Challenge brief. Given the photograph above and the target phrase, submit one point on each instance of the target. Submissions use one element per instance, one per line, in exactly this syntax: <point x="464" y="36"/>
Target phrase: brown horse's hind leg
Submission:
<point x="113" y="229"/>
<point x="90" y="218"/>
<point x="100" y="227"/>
==
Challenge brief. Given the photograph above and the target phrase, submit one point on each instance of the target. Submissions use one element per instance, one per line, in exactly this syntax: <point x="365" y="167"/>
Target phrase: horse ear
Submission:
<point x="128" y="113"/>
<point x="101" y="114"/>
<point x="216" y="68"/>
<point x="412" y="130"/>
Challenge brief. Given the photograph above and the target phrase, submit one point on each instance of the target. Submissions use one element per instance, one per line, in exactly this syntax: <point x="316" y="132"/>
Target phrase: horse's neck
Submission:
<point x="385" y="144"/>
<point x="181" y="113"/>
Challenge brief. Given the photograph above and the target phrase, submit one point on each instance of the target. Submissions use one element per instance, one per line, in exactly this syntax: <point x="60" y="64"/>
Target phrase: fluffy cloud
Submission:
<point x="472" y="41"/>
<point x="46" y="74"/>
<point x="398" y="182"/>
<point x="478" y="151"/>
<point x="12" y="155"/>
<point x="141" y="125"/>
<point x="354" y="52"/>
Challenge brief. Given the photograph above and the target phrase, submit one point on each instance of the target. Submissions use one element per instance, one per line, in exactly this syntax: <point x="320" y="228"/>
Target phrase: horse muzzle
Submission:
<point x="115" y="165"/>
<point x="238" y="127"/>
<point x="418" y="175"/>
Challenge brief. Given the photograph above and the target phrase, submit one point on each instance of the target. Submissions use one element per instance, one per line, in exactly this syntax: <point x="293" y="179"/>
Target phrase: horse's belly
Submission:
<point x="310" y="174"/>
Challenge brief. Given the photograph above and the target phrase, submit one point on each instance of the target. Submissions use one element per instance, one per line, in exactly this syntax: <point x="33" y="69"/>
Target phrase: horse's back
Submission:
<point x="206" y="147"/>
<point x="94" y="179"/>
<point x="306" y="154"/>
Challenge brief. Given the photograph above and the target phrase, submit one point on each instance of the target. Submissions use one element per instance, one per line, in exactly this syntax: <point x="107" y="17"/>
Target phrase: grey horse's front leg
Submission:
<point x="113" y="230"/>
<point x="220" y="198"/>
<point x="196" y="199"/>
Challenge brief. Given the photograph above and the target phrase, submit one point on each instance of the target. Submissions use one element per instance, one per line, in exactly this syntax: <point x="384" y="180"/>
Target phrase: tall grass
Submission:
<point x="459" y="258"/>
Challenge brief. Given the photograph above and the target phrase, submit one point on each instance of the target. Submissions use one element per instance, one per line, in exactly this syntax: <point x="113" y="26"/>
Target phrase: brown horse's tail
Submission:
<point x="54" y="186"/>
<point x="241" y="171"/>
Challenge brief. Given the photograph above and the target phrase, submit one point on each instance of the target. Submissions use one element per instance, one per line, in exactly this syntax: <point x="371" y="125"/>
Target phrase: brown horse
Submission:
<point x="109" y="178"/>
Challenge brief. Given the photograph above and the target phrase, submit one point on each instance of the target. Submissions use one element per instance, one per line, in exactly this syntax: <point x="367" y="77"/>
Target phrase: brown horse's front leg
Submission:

■ PROBLEM TO SOLVE ■
Find each line in the entries above that contains the string "brown", and copy every one of those lines in full. Case counts.

■ IN RESPONSE ■
Target phrase: brown horse's hind leg
Target phrase: brown horse's tail
Target phrase: brown horse
Target phrase: brown horse's front leg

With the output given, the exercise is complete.